Material to process »
★ ★ ★

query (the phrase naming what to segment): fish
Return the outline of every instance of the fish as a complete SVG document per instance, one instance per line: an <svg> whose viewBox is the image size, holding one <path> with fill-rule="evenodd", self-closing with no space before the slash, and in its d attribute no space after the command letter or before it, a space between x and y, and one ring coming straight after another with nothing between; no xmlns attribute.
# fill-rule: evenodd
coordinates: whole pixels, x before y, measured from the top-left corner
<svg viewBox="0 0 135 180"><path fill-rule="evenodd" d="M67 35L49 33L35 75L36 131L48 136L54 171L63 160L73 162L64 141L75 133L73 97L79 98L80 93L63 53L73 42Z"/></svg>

★ ★ ★

Problem requirements » Rewrite the items above with "whole pixels" changed to "integer pixels" and nothing else altered.

Exercise solution »
query (the phrase naming what to segment): fish
Return the outline of every instance of the fish as a complete SVG document per instance, one instance per line: an <svg> whose viewBox is the image size, holding one <path> with fill-rule="evenodd", self-closing with no space before the slash, and in its d attribute no space after the command letter or before it, a space between x and y, and one ring coming straight after another with nothing between; no xmlns attribute.
# fill-rule: evenodd
coordinates: integer pixels, x before y, measured from the top-left corner
<svg viewBox="0 0 135 180"><path fill-rule="evenodd" d="M67 35L49 33L35 75L36 131L48 136L54 171L63 160L73 162L64 141L75 133L73 97L79 98L80 93L63 53L73 42Z"/></svg>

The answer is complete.